### Page text
- Opening Delimiter -
New Bjork Movie: Steal This Idea

Sepulchritude Forum: The Absinthe Forum Archives Thru July 2001: New Bjork Movie: Steal This Idea
By Heiko on Tuesday, May 01, 2001 - 02:36 am: Edit

Bjacques, you can find some movies on Gnutella - but don't expect to find those you want. You gotta take what's there and be glad if it runs faster than 1K/s...
Of course I have only heard about this - I do not own any divx movies ;-)

By Bjacques on Tuesday, May 01, 2001 - 12:46 am: Edit

For info about the above:

http://home.austin.rr.com/eel/misc.html

And for the Wicked Witch Project:

http://www.wickedwitchproject.com

By Bjacques on Tuesday, May 01, 2001 - 12:43 am: Edit

About 13 years ago, someone did "Apocalypse Pooh" and "Blue Peanuts" by editing the cartoons to more orless correspond with the best moments of "Apocalypse Now" and "Blue Velvet." The "bye, tiger!" bit you can imagine, and "in the end, even the jungle wanted him dead," was priceless.

The guy also did the Ron & Nancy "Say Yes To Drugs" public announcement, a pretty good job of editing AND he did the the Archies singing "God Save the Queen."

I haven't found these online, but the first two are on Shocking TV, a 1987 compilation by Chris Gore of Film Threat magazine.

All of this find its way online when the Napster/Gnutella system is applied to trading videos, if it hasn't already.

My own video archive, alas, is in storage.

By Thegreenimp on Monday, April 30, 2001 - 04:43 pm: Edit

Don,
I stand corrected about Bernie's masterful delivery of his immortal quote.
- Closing Delimiter -
### Requirement 1
Edit the Bjork movie forum thread: give it again starting with "By Bjacques on Tuesday, May 01, 2001 - 12:43" and going on through "it hasn't already.", changing "Shocking TV" to "Shocking Television".
### Requirement 2
Carry the Bjork movie forum thread forward, picking up right after its last line.

### Recorded data
- Opening Delimiter -
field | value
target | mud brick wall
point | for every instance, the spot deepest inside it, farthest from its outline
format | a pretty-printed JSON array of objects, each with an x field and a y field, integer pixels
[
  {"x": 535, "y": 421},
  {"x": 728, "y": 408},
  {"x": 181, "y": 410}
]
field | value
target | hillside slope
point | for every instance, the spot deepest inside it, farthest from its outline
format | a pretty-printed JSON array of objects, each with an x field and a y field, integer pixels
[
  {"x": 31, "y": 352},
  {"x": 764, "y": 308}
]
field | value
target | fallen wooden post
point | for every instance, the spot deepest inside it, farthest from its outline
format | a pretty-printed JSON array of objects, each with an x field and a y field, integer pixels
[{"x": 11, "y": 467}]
- Closing Delimiter -
### Task result 1
By Bjacques on Tuesday, May 01, 2001 - 12:43 am: Edit

About 13 years ago, someone did "Apocalypse Pooh" and "Blue Peanuts" by editing the cartoons to more orless correspond with the best moments of "Apocalypse Now" and "Blue Velvet." The "bye, tiger!" bit you can imagine, and "in the end, even the jungle wanted him dead," was priceless.

The guy also did the Ron & Nancy "Say Yes To Drugs" public announcement, a pretty good job of editing AND he did the the Archies singing "God Save the Queen."

I haven't found these online, but the first two are on Shocking Television, a 1987 compilation by Chris Gore of Film Threat magazine.

All of this find its way online when the Napster/Gnutella system is applied to trading videos, if it hasn't already.

### Task result 2
I believe he did an earlier movie where he played an Ali Baba and The Forty Thieves type character,
in a Sand and Sword genre movie.
It's been so long since I heard of the quote, so I will have to dig up those two golden moments of film and roll them some night.
Regards
Jay

By Mr_Rabbit on Monday, April 30, 2001 - 09:07 am: Edit

Does anyone know the title of the one where John Wayne started out as a poor coal miner (or was it steel worker?) and ended up owning the mine/mill and being a total rat bastard? Its' my favorite John Wayne movie of all time, but I can't remember for the life of me (I was drunk when I saw it...)

Great flick, John was not the good guy. The only really bad part was a very tacked on patriotic ending. It's like they forced the director into in and he said 'fine! But fuck continuity- I want this to look pasted on.'

As to the Wizard of Oz- Tim Burton would rock the house. The story is already pretty well laid out, yes? So he would have to make it pretty, make it visually stunning, and imagery is where he excells- and also in large part where the Wizard of Oz excells.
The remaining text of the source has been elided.